• Yapılacak İş:
Aşağıdaki metne dayanarak şu soruları yanıtlayın:
1. Filistin sorununun nasıl bir çözüme kavuşması gerektiği belirtiliyor?
2. Kurulması gereken bağımsız Filistin devletinin başkenti neresidir?
3. Kıbrıs Türklerine reva görülen zulüm ve cefanın sona ermesi için tek yol olarak ne gösteriliyor?

• Verilen Metin:

Filistin sorununun adil, kalıcı ve kapsamlı bir çözüme kavuşmasının tek yolu başkenti Doğu Kudüs olan bağımsız ve egemen Filistin devletinin kurulması dışında başka bir yol olmadığını belirttikten sonra aynı şekilde, Kıbrıs Türklerine reva görülen zulüm ve cefanın tamamen ortada kalkması için tek yolun; Bağımsız Kuzey Kıbrıs Türk Cumhuriyeti’nin tanınmasıdır, diyerek bütün dünyayı Bağımsız, Kuzey Kıbrıs Türk Cumhuriyeti’ni tanımaya davet ettiler.

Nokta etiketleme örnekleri
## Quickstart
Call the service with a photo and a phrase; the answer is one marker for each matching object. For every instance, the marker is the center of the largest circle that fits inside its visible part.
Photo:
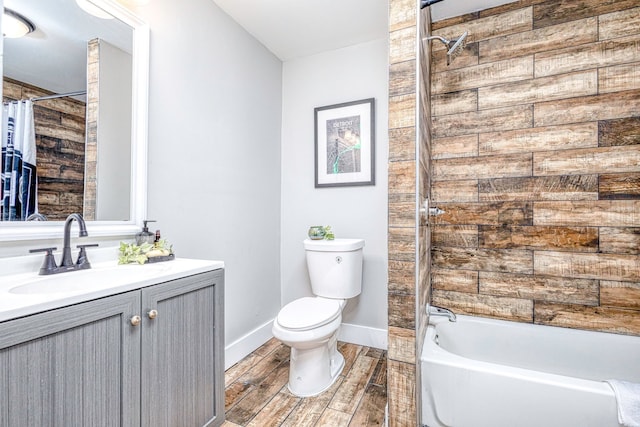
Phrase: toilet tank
(335, 267)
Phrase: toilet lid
(308, 312)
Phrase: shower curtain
(18, 189)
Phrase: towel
(628, 398)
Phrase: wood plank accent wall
(60, 145)
(536, 161)
(402, 382)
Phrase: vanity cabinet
(148, 357)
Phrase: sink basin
(75, 281)
(84, 280)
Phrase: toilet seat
(309, 313)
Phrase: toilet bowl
(310, 325)
(315, 362)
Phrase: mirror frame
(22, 230)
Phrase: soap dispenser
(145, 236)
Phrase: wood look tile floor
(256, 391)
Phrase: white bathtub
(480, 372)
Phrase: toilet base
(314, 370)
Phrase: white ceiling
(295, 28)
(288, 28)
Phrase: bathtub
(480, 372)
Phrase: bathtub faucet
(432, 310)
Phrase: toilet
(310, 325)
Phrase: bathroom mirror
(123, 180)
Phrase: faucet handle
(83, 261)
(49, 265)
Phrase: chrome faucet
(432, 310)
(49, 265)
(66, 249)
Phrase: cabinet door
(182, 352)
(74, 366)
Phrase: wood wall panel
(579, 135)
(618, 78)
(588, 108)
(542, 210)
(540, 288)
(518, 309)
(540, 40)
(616, 267)
(624, 131)
(509, 70)
(600, 213)
(494, 120)
(455, 191)
(455, 102)
(60, 142)
(607, 319)
(558, 11)
(464, 236)
(584, 57)
(514, 261)
(561, 187)
(595, 160)
(402, 45)
(578, 239)
(402, 144)
(620, 240)
(495, 213)
(620, 294)
(508, 165)
(455, 280)
(619, 186)
(540, 89)
(619, 24)
(456, 146)
(491, 26)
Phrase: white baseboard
(363, 335)
(242, 347)
(354, 334)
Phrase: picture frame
(345, 144)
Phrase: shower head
(454, 46)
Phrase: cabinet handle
(135, 320)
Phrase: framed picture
(345, 144)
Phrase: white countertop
(22, 294)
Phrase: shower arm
(442, 39)
(425, 3)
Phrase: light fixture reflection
(15, 25)
(92, 9)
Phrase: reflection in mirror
(86, 79)
(70, 52)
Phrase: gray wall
(343, 75)
(214, 151)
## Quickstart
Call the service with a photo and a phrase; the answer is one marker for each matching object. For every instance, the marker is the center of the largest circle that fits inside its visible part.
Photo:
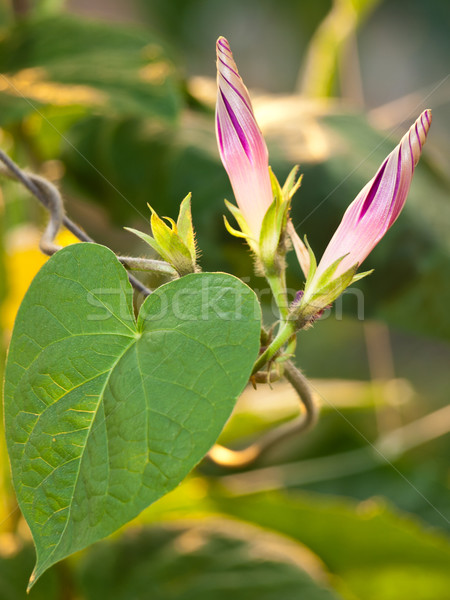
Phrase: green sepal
(186, 228)
(147, 239)
(273, 226)
(233, 231)
(239, 218)
(291, 186)
(174, 243)
(323, 296)
(359, 276)
(269, 237)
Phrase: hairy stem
(49, 196)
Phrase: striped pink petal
(378, 204)
(241, 145)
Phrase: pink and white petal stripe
(241, 145)
(379, 203)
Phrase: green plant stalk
(286, 331)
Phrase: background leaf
(65, 61)
(198, 561)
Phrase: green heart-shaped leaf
(104, 414)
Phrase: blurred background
(114, 102)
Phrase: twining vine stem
(48, 195)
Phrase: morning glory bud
(241, 145)
(379, 203)
(364, 223)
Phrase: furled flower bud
(241, 145)
(364, 223)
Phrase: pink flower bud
(241, 145)
(378, 204)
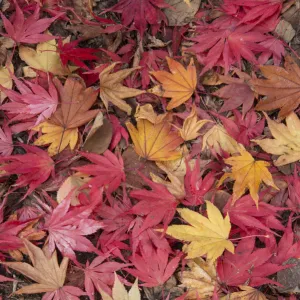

• Görevin Sonucu:
1. Adil, kalıcı ve kapsamlı bir çözüme.
2. Doğu Kudüs.
3. Bağımsız Kuzey Kıbrıs Türk Cumhuriyeti’nin tanınması.